> EXERCISE OBJECTIVE
Pull out each line of the items below that contains the string "facade", where case counts.

> DATA FOR THE TASK
※ ※ ※
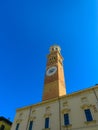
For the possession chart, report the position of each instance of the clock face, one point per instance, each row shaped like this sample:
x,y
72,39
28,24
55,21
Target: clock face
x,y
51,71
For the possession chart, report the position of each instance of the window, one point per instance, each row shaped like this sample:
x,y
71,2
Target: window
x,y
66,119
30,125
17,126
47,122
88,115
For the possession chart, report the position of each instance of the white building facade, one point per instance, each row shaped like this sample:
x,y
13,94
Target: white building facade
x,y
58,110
※ ※ ※
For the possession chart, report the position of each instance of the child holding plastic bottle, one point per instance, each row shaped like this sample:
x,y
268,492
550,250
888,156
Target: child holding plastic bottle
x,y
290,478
※ ※ ※
> EXERCISE OUTPUT
For the possession chart, report the position of each instance of the white building facade, one point per instance, each row shaped like this sample:
Target: white building facade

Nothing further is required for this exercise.